Data entries
• • • • • • •

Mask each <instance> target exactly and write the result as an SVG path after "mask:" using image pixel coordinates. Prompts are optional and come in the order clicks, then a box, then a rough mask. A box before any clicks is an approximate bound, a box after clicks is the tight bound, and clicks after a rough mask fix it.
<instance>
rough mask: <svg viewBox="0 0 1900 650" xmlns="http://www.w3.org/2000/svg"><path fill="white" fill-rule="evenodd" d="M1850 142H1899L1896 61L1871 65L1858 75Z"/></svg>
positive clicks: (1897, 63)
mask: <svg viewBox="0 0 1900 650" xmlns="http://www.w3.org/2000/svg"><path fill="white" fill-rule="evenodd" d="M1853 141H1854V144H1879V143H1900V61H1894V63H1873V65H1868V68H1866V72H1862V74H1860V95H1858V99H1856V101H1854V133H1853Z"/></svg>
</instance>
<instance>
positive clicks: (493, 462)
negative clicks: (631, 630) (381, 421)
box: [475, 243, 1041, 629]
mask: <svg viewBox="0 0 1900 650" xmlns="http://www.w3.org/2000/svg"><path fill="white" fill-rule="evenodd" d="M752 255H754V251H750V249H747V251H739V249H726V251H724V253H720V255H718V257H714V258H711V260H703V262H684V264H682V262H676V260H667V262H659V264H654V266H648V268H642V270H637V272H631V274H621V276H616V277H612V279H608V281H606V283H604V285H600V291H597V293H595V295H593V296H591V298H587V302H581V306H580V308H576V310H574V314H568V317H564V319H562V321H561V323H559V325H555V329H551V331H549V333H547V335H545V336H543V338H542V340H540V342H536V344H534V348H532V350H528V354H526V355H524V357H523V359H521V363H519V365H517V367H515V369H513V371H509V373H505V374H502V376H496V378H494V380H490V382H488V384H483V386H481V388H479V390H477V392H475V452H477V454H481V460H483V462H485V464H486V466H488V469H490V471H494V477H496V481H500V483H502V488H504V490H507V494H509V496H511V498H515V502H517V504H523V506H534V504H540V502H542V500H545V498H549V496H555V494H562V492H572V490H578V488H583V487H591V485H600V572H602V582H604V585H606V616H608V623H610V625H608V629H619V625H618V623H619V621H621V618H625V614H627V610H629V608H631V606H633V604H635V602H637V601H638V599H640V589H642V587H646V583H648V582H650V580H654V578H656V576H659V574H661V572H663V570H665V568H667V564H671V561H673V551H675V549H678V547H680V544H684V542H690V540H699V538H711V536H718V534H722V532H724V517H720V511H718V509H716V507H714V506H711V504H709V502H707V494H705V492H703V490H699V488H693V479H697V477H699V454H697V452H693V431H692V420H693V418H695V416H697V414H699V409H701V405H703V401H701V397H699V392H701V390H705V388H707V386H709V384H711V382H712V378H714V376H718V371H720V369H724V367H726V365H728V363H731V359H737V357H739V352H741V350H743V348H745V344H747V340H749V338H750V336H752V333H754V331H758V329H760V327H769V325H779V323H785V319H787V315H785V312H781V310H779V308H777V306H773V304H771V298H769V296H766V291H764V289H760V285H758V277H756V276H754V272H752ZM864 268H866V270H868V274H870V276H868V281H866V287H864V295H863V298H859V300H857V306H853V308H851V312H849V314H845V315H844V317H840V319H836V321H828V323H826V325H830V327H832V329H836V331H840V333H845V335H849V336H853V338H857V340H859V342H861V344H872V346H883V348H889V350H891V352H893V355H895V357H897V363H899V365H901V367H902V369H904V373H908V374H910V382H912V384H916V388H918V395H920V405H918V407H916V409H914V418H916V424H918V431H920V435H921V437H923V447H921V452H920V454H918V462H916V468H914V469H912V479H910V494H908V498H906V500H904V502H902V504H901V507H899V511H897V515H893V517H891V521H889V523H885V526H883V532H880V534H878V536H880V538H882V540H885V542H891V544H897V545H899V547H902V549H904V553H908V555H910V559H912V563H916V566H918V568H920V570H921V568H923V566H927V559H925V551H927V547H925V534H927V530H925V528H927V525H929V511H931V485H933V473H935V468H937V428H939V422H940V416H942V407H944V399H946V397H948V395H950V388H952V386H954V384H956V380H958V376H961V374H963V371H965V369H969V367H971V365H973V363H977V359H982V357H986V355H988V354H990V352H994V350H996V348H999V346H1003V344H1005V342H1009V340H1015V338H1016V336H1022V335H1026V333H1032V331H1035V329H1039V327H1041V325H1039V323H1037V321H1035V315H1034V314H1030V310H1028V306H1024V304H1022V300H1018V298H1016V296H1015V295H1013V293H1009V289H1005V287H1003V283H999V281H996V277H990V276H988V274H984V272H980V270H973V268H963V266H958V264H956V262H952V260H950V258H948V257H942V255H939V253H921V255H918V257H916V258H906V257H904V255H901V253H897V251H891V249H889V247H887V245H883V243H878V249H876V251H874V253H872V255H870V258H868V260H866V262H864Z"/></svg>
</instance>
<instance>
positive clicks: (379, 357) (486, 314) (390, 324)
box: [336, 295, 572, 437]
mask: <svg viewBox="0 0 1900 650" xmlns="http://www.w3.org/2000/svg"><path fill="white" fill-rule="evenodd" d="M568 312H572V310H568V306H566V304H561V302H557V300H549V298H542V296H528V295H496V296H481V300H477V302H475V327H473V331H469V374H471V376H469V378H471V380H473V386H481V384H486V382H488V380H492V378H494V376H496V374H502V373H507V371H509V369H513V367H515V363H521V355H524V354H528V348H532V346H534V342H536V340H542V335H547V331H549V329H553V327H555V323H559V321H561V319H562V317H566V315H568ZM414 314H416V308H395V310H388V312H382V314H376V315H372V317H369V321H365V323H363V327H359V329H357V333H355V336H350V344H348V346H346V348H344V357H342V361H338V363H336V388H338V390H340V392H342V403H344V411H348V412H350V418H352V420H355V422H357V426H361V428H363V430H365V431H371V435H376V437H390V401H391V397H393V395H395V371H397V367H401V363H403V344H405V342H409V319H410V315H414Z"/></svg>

• • • • • • •

What you will do: Please copy the data above word for word, starting at its first line and stopping after the line that contains "positive clicks: (1897, 63)".

Problem solution:
Mask each <instance> target exactly and write the result as an SVG path after "mask:" using image pixel coordinates. Prompts are optional and come in the order clicks, then a box, then a rough mask. A box before any clicks is an approximate bound, a box after clicks is the tight bound, and clicks after a rough mask fix it.
<instance>
rough mask: <svg viewBox="0 0 1900 650" xmlns="http://www.w3.org/2000/svg"><path fill="white" fill-rule="evenodd" d="M1850 142H1899L1896 61L1871 65L1858 75Z"/></svg>
positive clicks: (1897, 63)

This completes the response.